> [LISTA DE TAREFAS]
1) Transcreva do texto de leitura o trecho que começa em "E, no meio de" e segue até "para outro dia.)".
2) Responda, com base no texto de leitura:
(a) De que cor eram os cabelos da princesa do reino transparente em frente?
(b) Em que parte do corpo foi sentida a agulha?
(c) Que nome é dado ao ser castanho-mel?

> [TEXTO DE LEITURA]
* * * *

Também percebi que os outros príncipes e princesas, cada um no seu reino, afinal não eram quase iguais a mim... Tinham outras Mamãs, tinham outros fios e alguns tinham até umas máquinas amiguinhas (digo eu) que as senhoras-fadas com os dedos de algodão carregavam.
No reino transparente mesmo à frente do meu, havia uma princesa de cabelos cor do sol e olhos arregalados, a quem tinham feito um desenho no sítio que faz tum-tum, que gritava alto e talvez por isso, vinham muitas máquinas iluminadas e senhores de ar sério para a espreitar. (Nunca mais a vi!)
E iam e vinham, e iam e vinham...novos príncipes e novas princesas... Mas eu continuava cá."

Um berço e um balão

O Era uma vez é uma crónica escrita em modo ainda barrigão, porque a verdadeira história não foi bem assim...ou antes, até foi mas parou em "E, por entre colos fininhos e colos mais gordos...".
A verdadeira história continua assim:

"E por entre colos fininhos e colos mais gordos, quase escangalhados como um bolo-rei, senti muito frio e uma fraqueza tal que só me apetecia gritar. Um grito que não saia bem alto, um grito baixinho, quase surdo e que me tirava as forças. Por entre todos os trapos azuis que me envolviam, espreitavam uns olhos assustados que me abanavam persistentemente. Só queria voltar lá para aquela almofada e ter a minha fitinha de volta. Restava-me um ser aveludado e castanho-mel de olhos redondos e imóveis encostado à minha barriga. 
E, no meio de toda esta balbúrdia de estranheza, senti uma lancinante e feroz agulha no pé da qual saiu uma gota vermelha que ditou o meu destino durante dias e dias.
Ao contrário de todos os outros princepes e princesas, eu e aquele ser castanho-mel (o inseparável Amiguinho) abandonamos a Mamã, o berço e o balão e avançamos pelos corredores soturnos daquele castelo até um lugar quentinho, recheado de outros princepes e princesas quase iguais a mim. (A crónica do meu dia-a-dia neste lugar encantado merece um destaque especial e fica para outro dia.)

* * * *

> [EXCERTOS DE DADOS]
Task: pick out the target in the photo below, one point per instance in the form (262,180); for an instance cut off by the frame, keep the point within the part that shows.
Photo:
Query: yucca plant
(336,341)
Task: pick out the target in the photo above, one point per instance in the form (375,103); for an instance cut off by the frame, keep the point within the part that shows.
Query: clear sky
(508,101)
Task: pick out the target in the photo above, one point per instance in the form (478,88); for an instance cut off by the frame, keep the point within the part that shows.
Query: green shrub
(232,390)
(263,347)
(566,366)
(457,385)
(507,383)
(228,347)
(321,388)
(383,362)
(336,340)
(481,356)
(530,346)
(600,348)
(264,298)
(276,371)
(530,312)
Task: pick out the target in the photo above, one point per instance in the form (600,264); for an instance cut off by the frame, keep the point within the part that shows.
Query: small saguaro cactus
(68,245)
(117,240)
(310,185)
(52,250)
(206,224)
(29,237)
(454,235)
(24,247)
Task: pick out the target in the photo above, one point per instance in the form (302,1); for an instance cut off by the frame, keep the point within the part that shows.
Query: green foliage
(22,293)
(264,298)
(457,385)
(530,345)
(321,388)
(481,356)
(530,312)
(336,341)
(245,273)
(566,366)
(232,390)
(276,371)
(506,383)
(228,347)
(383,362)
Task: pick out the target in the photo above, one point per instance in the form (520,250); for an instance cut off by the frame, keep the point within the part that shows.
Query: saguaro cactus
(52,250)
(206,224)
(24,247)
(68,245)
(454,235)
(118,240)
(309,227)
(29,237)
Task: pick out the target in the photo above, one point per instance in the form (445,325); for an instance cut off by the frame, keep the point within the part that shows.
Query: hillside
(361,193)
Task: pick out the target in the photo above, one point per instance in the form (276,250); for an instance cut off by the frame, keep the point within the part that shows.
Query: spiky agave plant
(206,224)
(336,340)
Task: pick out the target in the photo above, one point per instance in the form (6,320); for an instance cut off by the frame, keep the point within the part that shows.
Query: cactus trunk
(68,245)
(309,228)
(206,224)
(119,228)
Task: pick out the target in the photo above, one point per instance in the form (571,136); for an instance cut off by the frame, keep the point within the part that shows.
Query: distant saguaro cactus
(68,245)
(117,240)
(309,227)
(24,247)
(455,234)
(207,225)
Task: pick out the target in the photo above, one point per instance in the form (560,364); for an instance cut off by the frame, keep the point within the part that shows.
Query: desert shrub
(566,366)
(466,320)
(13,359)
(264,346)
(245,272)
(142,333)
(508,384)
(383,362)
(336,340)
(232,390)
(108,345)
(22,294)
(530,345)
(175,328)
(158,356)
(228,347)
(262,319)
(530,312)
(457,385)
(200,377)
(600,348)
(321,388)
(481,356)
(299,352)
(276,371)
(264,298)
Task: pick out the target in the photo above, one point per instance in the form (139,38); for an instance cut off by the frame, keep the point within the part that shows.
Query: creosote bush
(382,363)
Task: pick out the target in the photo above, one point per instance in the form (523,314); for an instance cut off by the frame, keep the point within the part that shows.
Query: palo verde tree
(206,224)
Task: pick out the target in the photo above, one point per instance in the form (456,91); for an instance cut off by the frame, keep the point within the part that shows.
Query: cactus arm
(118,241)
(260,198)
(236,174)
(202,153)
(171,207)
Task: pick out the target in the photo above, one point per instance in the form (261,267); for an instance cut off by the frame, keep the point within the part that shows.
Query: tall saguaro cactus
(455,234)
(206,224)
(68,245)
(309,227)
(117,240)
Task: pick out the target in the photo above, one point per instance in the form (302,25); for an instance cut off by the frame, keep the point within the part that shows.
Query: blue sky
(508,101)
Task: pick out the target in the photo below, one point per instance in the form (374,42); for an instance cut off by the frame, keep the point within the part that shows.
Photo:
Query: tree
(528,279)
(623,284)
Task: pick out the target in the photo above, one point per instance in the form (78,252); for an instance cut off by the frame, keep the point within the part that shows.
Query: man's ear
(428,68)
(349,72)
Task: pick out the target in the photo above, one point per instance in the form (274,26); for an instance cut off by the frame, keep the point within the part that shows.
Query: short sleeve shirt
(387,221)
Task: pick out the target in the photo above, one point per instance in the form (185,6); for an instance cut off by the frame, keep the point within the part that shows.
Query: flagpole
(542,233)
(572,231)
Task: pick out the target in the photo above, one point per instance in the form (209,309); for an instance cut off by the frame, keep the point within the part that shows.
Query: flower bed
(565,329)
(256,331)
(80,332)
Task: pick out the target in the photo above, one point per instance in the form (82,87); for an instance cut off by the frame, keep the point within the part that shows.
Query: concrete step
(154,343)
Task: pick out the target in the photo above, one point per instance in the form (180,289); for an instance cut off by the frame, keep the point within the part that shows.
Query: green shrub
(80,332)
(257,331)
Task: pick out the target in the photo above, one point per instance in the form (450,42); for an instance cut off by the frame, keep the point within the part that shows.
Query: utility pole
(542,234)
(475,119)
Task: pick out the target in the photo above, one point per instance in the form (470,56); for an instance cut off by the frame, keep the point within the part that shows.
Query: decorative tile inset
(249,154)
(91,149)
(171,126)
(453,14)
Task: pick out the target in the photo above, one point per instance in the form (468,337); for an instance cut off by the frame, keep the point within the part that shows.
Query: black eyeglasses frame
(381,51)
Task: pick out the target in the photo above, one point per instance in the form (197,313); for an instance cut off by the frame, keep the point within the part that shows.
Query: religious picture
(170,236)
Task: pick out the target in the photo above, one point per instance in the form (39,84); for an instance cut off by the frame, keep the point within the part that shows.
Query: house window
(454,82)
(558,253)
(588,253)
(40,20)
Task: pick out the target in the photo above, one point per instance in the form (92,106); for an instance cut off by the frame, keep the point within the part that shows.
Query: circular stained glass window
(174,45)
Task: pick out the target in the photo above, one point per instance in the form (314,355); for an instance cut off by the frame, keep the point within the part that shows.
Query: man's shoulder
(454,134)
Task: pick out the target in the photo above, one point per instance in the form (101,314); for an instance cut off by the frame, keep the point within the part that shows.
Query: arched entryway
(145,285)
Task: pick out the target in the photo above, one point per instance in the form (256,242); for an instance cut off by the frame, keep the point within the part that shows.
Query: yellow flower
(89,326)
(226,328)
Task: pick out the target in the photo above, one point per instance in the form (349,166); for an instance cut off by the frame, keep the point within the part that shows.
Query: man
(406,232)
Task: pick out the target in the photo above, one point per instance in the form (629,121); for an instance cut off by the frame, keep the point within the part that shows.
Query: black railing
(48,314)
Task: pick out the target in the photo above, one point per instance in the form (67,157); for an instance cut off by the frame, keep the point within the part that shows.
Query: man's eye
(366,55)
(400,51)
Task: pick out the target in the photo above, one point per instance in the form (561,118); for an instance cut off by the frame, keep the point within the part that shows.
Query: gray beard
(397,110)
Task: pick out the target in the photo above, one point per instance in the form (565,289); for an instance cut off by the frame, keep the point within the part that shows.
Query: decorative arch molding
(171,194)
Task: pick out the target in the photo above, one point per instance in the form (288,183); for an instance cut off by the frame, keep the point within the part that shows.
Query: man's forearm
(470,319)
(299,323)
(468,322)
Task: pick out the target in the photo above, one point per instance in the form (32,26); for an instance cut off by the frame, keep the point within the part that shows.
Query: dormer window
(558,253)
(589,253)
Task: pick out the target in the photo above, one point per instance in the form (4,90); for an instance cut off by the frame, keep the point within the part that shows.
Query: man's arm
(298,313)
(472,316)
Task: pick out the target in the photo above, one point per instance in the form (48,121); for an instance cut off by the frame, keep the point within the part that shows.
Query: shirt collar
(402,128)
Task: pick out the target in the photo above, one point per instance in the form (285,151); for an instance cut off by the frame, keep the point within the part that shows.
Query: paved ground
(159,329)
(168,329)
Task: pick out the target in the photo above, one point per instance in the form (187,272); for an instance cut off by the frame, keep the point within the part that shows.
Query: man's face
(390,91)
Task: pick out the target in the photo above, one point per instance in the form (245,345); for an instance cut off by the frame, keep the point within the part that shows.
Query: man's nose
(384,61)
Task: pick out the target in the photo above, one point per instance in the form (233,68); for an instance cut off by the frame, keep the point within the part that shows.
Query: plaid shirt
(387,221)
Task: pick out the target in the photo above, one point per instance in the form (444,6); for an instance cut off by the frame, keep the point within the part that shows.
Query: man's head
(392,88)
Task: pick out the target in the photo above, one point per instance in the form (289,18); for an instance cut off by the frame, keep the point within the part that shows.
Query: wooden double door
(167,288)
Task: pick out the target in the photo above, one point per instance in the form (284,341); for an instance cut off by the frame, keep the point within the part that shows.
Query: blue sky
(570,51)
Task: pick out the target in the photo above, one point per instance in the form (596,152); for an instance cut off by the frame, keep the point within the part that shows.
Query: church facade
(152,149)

* * * *

> [AS RESPOSTAS]
1)
E, no meio de toda esta balbúrdia de estranheza, senti uma lancinante e feroz agulha no pé da qual saiu uma gota vermelha que ditou o meu destino durante dias e dias.
Ao contrário de todos os outros princepes e princesas, eu e aquele ser castanho-mel (o inseparável Amiguinho) abandonamos a Mamã, o berço e o balão e avançamos pelos corredores soturnos daquele castelo até um lugar quentinho, recheado de outros princepes e princesas quase iguais a mim. (A crónica do meu dia-a-dia neste lugar encantado merece um destaque especial e fica para outro dia.)

2)
(a) Cor do sol.
(b) No pé.
(c) Amiguinho.